▼
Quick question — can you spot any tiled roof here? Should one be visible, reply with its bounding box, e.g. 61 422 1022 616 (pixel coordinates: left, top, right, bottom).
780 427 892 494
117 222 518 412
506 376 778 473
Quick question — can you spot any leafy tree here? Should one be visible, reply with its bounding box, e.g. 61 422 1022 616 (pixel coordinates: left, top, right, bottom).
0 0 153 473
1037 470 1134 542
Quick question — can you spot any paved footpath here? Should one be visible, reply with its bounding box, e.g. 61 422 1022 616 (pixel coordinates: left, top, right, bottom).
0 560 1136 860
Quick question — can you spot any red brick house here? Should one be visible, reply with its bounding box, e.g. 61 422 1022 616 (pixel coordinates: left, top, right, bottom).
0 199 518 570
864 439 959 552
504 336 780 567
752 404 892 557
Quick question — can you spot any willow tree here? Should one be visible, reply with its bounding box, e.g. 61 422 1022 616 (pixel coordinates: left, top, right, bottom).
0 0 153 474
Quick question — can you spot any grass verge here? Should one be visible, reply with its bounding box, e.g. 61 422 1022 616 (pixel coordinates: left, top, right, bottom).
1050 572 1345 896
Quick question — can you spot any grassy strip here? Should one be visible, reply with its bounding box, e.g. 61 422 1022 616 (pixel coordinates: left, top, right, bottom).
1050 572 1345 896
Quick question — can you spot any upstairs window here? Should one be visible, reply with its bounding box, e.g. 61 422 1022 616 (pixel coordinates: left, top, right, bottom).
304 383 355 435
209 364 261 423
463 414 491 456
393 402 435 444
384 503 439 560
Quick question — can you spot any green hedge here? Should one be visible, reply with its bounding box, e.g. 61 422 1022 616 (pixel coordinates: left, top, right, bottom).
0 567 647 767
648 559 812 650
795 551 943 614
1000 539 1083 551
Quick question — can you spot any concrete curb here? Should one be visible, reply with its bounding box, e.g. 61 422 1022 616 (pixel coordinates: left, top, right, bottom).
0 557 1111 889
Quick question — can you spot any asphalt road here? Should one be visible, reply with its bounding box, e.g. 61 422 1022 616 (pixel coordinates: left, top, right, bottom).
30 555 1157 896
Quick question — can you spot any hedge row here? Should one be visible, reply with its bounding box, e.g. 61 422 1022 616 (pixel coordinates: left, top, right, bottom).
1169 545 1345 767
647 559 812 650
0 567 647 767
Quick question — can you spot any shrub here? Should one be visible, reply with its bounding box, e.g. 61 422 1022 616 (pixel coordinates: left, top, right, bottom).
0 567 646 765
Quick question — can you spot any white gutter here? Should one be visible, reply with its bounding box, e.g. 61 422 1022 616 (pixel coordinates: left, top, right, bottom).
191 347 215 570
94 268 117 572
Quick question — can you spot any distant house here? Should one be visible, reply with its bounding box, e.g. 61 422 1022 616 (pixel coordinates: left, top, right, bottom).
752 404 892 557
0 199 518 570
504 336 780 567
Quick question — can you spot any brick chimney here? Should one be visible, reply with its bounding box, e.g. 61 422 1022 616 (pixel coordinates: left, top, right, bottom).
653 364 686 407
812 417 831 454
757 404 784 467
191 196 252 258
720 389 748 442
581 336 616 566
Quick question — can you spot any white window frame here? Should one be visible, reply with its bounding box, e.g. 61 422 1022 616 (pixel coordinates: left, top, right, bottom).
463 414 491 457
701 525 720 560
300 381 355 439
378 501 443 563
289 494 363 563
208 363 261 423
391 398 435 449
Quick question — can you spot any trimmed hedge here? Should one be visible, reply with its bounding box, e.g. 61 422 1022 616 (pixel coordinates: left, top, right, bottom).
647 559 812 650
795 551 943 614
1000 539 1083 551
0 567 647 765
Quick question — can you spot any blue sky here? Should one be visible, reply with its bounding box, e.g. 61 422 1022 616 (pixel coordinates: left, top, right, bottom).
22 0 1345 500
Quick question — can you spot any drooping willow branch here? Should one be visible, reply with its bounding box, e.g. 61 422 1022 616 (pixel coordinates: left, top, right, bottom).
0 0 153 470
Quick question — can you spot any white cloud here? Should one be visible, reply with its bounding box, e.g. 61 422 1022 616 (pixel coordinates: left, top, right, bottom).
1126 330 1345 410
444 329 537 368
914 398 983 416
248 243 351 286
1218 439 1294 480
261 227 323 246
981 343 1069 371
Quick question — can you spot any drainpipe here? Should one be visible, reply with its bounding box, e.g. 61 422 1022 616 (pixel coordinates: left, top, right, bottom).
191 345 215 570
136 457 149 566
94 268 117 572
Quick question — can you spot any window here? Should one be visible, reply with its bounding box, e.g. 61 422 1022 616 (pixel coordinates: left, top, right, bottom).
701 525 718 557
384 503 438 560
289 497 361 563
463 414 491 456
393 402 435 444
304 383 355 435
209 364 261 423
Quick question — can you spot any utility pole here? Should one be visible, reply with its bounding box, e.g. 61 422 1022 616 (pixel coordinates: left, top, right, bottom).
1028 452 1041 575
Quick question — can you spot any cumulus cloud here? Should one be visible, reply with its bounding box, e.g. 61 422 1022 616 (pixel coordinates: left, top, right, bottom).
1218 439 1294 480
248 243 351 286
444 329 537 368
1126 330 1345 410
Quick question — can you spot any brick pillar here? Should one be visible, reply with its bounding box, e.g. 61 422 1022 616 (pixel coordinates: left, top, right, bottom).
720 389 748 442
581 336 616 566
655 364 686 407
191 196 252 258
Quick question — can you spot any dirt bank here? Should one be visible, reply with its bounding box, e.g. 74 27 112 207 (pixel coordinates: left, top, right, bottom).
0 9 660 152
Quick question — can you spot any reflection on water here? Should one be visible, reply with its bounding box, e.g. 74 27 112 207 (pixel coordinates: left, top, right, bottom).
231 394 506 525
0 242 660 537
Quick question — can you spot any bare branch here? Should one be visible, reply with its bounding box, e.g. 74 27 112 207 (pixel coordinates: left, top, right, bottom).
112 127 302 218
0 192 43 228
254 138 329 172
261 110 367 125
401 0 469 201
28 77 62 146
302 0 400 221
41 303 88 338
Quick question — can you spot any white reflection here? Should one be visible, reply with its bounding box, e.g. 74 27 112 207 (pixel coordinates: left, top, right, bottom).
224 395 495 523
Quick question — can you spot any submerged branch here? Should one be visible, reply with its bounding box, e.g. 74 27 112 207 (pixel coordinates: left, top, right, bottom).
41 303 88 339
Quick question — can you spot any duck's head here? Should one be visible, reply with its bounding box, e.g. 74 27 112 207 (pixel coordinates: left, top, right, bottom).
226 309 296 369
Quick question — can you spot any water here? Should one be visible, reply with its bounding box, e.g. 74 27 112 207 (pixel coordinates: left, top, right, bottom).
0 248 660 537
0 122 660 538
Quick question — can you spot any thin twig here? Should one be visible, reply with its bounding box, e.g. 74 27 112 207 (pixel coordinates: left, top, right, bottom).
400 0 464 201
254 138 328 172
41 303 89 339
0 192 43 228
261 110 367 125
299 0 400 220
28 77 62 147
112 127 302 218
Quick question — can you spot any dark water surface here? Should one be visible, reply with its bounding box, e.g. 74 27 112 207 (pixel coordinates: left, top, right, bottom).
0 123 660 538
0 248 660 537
▲
▸ INSTRUCTIONS FOR THE TASK:
Reproduce every entry above verbatim, line for line, changing nothing.

▸ RESPONSE:
Quick question — can you spot any tiled roof here? Should one be visible, reply with its bounding box, e.g. 61 422 1022 616 (pixel coordinates: left, top, right, bottom).
780 427 892 494
117 222 518 412
506 376 778 473
Quick question — can you spot any leafy tree here? Should one be visible, reply with its bounding box, e.g. 61 422 1022 616 (pixel coordinates: left, top, right, bottom).
0 0 153 473
1037 470 1134 542
Quick question — can you spot any paved footpath here? Should one be visible, reply with its bounding box, e.g. 61 422 1022 616 (pixel coordinates: left, top, right, bottom).
0 560 1136 860
Quick question — can you spot any red brick house here? Should one be visible, reply with its bounding box, e.g. 61 422 1022 616 (pixel coordinates: left, top, right, bottom).
0 199 518 570
864 439 959 552
504 336 780 567
752 404 892 557
Quick question — can you spot any willow tree here? Should one be visible, reply with its bounding box, e.g. 61 422 1022 616 (pixel coordinates: left, top, right, bottom).
0 0 153 474
Quick question — can you spot any grass verge here? Should one be visible, reply with its bounding box, e.g. 61 422 1022 616 (pixel coordinates: left, top, right, bottom).
1050 572 1345 896
Quick question — can you spot any grassy strip here? Should one be visible, reply with its bounding box, e.g. 61 422 1022 616 (pixel coordinates: left, top, right, bottom).
1050 572 1345 896
Quick question — can you spot any upstairs window here? Should one be visible, reply with its bounding box, e.g. 61 422 1022 616 (pixel coordinates: left, top, right, bottom).
304 383 355 435
209 364 261 423
463 414 491 456
393 402 435 444
384 503 439 560
Quick question — can you spot any green hedge here? Should one be visible, reply with its bounding box, e.g. 61 422 1022 616 (pixel coordinates: left, top, right, bottom).
0 567 647 767
648 559 812 650
795 551 943 614
1000 539 1083 551
Quick question — can you spot any concrete curb here? Should one be visible, reply with its bounding box, e.g. 61 422 1022 616 (pixel coordinates: left, top, right, bottom).
0 557 1111 889
Quick question — can you spot any asphalt road here? Should one be visible, reply with its bounding box, e.g. 61 422 1022 616 (pixel coordinates: left, top, right, bottom).
30 555 1157 896
Quick question — can you spot any hedge row here? Should one be visible, reply with its bounding box, e.g. 61 422 1022 616 (pixel coordinates: left, top, right, bottom).
1169 545 1345 767
647 559 812 650
0 567 647 767
Quick question — can you spot any shrub here? Should one be visible, reply with its bounding box, e.g. 61 422 1022 616 (pixel coordinates: left, top, right, bottom).
0 567 646 765
Quick question — can you spot any white gutter here? Should one be visible, reply with its bounding box, e.g. 61 422 1022 616 (pixel coordinates: left, top, right, bottom).
191 347 215 570
94 268 117 572
Quick question — can you spot any distant house here? Should one be visible, reply with its bounding box, e.g. 61 422 1022 616 (pixel coordinates: left, top, right, bottom).
752 404 892 557
0 199 518 570
504 336 780 567
Quick question — can you spot any brick chimney here? Should one be visible, reply with its bounding box, e.g. 61 422 1022 616 (pixel coordinates: left, top, right, bottom).
653 364 686 407
812 417 831 454
757 404 784 467
191 196 252 258
720 389 748 442
581 336 616 566
Quick question — can you spot any white window frame here? Should one be visible, reply with its bounding box, e.g. 61 422 1022 616 (pixel coordinates: left, top, right, bottom).
463 414 491 457
701 525 720 560
300 381 355 439
378 501 443 563
289 494 363 563
208 363 261 423
391 398 435 449
Quick question — can you spot any trimmed hedge here? Should one be visible, reply with its bounding box, e.g. 61 422 1022 616 (pixel coordinates: left, top, right, bottom).
647 559 812 650
795 551 943 614
1000 539 1083 551
0 567 647 765
Quick question — can you spot any blue sky here? Should one be visible, reply with its bounding box, e.g. 61 422 1022 616 (pixel coordinates: left, top, right, bottom).
22 0 1345 500
Quick question — can you spot any drooping willow branch here? Should one be visible, reply with its bounding box, e.g. 61 422 1022 616 (pixel coordinates: left, top, right, bottom).
0 0 153 470
Quick question — can you spot any white cloud here? Should one be visible, reply with its bounding box, e.g. 61 422 1022 616 (pixel coordinates: left, top, right, bottom).
1126 330 1345 410
444 329 537 368
914 398 983 416
248 243 351 286
1218 439 1294 480
261 227 323 246
981 343 1069 371
Quick question — can you spot any drainpipe here? Should one be visible, reply with its bounding box, e.g. 61 422 1022 616 (pixel coordinates: left, top, right, bottom).
191 345 215 570
136 457 149 566
94 268 117 572
Quick question — can you spot any window here? Should one be visible, reply with its bounding box, e.g. 61 422 1022 616 (pixel coordinates: left, top, right, bottom).
701 525 718 557
384 503 438 560
289 497 361 563
463 414 491 456
393 402 435 444
304 383 355 435
209 364 261 423
Quick question — can you spot any utility pole here? Should one be visible, reply with its bounding box, e.g. 61 422 1022 616 (pixel coordinates: left, top, right, bottom).
1028 452 1041 575
Quick question — can you spot any cumulus cloud here? Should one be visible, reply with its bounding box, e.g. 61 422 1022 616 (pixel coordinates: left, top, right, bottom).
1218 439 1294 480
248 243 351 286
444 329 537 368
1126 330 1345 410
Quick question — can you spot any brick pillar here? Should one be visible, reply with its bounding box, e.g. 61 422 1022 616 (pixel coordinates: left, top, right, bottom).
720 389 748 442
581 336 616 566
655 364 686 407
191 196 252 258
Quick question — can you spot any dirt bank here? Should one be visible, reply with its bounding box, e.g. 74 27 112 207 (pixel coordinates: left, top, right, bottom).
0 9 660 152
Quick question — can you spot any reflection on water here? Should one be visible, reply with its bounding box, e.g. 74 27 112 207 (pixel coordinates: left, top, right, bottom).
231 394 506 525
0 242 660 537
Quick question — can you spot any bare branch here? Should one be visible, reply with its bounding box, e.g. 74 27 112 207 (pixel coordinates: left, top, right, bottom).
112 127 302 218
0 192 43 228
254 138 329 172
261 110 367 125
401 0 469 201
28 77 62 146
302 0 400 221
41 303 88 338
Quick question — can you spot any white reflection here? Should one be visible, reply with its bounding box, e.g. 74 27 112 207 (pixel coordinates: left, top, right, bottom).
224 395 495 523
Quick question — can you spot any submerged branch here? Should one be visible, reply with its bounding box, e.g. 74 27 112 207 (pixel coordinates: left, top, right, bottom).
41 303 88 339
Quick question — can you spot any duck's head here? Should one be visible, reply with its bounding box, e.g. 74 27 112 207 (pixel coordinates: left, top, right, bottom).
226 309 296 369
Quick question — can you spot any water here? Should one be visible, reply with its bounding box, e.g. 74 27 112 207 (pixel coordinates: left, top, right, bottom).
0 248 660 537
0 122 660 538
Quick question — can you spot any thin twig here? Should one be visible, reply with its bounding box, e.g. 74 27 112 207 (pixel coordinates: left, top, right, bottom).
400 0 464 201
254 138 328 172
41 303 89 339
0 192 43 228
261 110 367 125
299 0 400 220
28 77 62 147
112 127 302 218
Quick question — can you spot any dark water surface here? Should one be visible, reply with its bounding box, e.g. 74 27 112 207 (pixel coordinates: left, top, right, bottom).
0 123 660 538
0 248 660 537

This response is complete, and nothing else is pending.